Although neighbors, Honolulu and Waikiki are not synonymous. While Oahu’s south shore might seem to blend into one big city, Honolulu and Waikiki could not be more different. Waikiki is a vacation bubble filled with a constant parade of visitors, towering skyscrapers, and hundreds of businesses whose main objective is to cater to the endless flow of tourists. Downtown Honolulu, however, is the financial and political core of the island. In addition, Hawaii’s capital city is home to arts districts, vibrant immigrant neighborhoods, and some of the state’s most historic landmarks. There are countless experiences in Downtown Honolulu that will give visitors a taste of what life is like away from Waikiki and what it means to be from this bustling Pacific city.
Honolulu is home to one of the oldest Chinatowns in the nation. Encompassing 36 acres, Honolulu Chinatown is one of the oldest urban areas on the island. This part of Honolulu was founded in the mid-1800s after thousands of Chinese laborers settled here after finishing their plantation contracts. Today this area of the city is still a melting pot for immigrants from around the Pacific.
Kekaulike Market is the epicenter for food and shopping in Chinatown. A walk around this area will reveal vendors hawking tropical fruits, ripe veggies, fresh meats, sauces, and spices under brightly colored umbrellas. Kekaulike Market’s old brick buildings house mom-and-pop food stalls and noodle houses. One thing is for sure; there is no shortage of dim sum here.
To learn more about this historic district, The Hawaiian Heritage Center offers twice-weekly walking tours around Chinatown. The tour price includes five stops for food tastings and entrance to the Heritage Center’s multicultural gallery.
Visit the Aloha Tower
Located at the Port of Honolulu, The Aloha Tower has been a welcoming beacon to travelers since its opening in 1926. Before the arrival of jet planes, travelers to Hawaii would voyage across the Pacific by ship. Upon arrival in Honolulu, seafarers would be greeted by a welcoming party congregating beneath the tower. The reception included hula dancers, musicians, and lei greetings.
Much has changed since the days of sailboats and steamship travel. However, the massive “Aloha” etched in the tower still greets visitors to Hawaii arriving by cruise ship. Today, visitors can stroll around the Aloha Tower Marketplace, grab a bite to eat or do some shopping. For stunning views of the city, Diamond Head, and the Koʻolau Mountains, guests are welcome to climb up to the observation deck on the 10th floor.
Tour Iolani Palace
The Iolani Palace is a point of great pride and heartache for Hawaiians. The palace housed Hawaii’s last two monarchs, King David Kalakaua and Queen Liliuokalani. Elegant in design, the palace boasted a koa staircase, large portraiture, and lavish decorations. What’s more, the palace featured a telephone system, flushing toilets, and was outfitted with electricity years before the White House! The Hawaiian royals were immensely proud of the beautiful palace and would often entertain international dignitaries.
Iolani Palace was also the site of the brutal overthrow of Hawaii in 1893, when American businessmen organized a coup backed by the US military, surrounded the palace, and forced Queen Liliuokalani out. A few years later, after an unsuccessful attempt to restore power to the Hawaiian monarchy, Liliuokalani was imprisoned and isolated in a room in the palace for almost eight months.

▶ [Short problem] Resume the Downtown Honolulu guide from the point where it stops, adding the next part in the same style.

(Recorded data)
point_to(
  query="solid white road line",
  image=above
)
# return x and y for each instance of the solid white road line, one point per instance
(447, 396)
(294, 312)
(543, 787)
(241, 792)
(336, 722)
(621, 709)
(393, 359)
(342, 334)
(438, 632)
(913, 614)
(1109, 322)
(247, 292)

▶ [Response to the exercise]
After the overthrow, the palace was used by the US government. After statehood, it was abandoned and fell into disrepair. Thankfully, restoration work began in the 1970s, and today, the Iolani Palace is preserved and cared for. Just as stunning today as it once was, the Iolani Palace is a living piece of history.
Photograph the King Kamehameha Statue
Across the street from the Iolani Palace is an 18-foot statue of King Kamehameha. King Kamehameha was Hawaii’s great king, who united the islands under one rule after years of conflict. The statue was erected in 1883 and is one of Hawaii’s most photographed landmarks today.
This statue was not the first of its kind. In fact, this was the second statue of Hawaii’s great king to be built. The first Kamehameha statue was lost at sea near Cape Horn while being transported to Hawaii. Miraculously, the figure was eventually recovered and later placed in North Kohala on the Big Island, near Kamehameha’s birthplace.
Visit Ali’iolani Hale
The building behind the famous Kamehameha Statue is the Aliʻiolani Hale. The building was commissioned by King Kamehameha V, originally intended to be a palace. However, Kamehameha V died before its completion, and the building was finished under the reign of King Kalakaua. Kalakaua named the building after the late king, which translated means “house of a chief known unto the heavens.” Kalakaua decided that Aliʻiolani Hale would be a government building, citing a greater need for a legislative building than a palace. After its completion in 1874, Aliʻiolani Hale was the headquarters for the Hawaiian government, Legislative Assembly, and Supreme Court. Today it houses the Hawaii State Supreme Court and a free public museum.
Stroll through Foster Botanical Garden
Amid the hustle and bustle of the big city, there are nearly 14 acres of peace in the heart of Downtown Honolulu. The Foster Botanical Garden is home to a tremendous display of tropical plants and trees. Some of the trees in the garden were planted in 1850 after Queen Kalama leased about five acres of land to German botanist William Hillebrand. He used the land to build his home and began planting trees. Years later, the property was sold to Thomas and Mary Foster, who continued to develop their homesite. Near the time of her death, Mary Foster left the land to the city and county of Honolulu under one condition. The city was to “forever keep and maintain the gardens as a public and tropical park to be known and called Foster Park.” Since then, Honolulu has kept its promise to Mary Foster, and the garden has grown to 13.5 acres in size. Here you can find a palm garden, outdoor butterfly habitat, an orchid display, and much more scattered throughout the park.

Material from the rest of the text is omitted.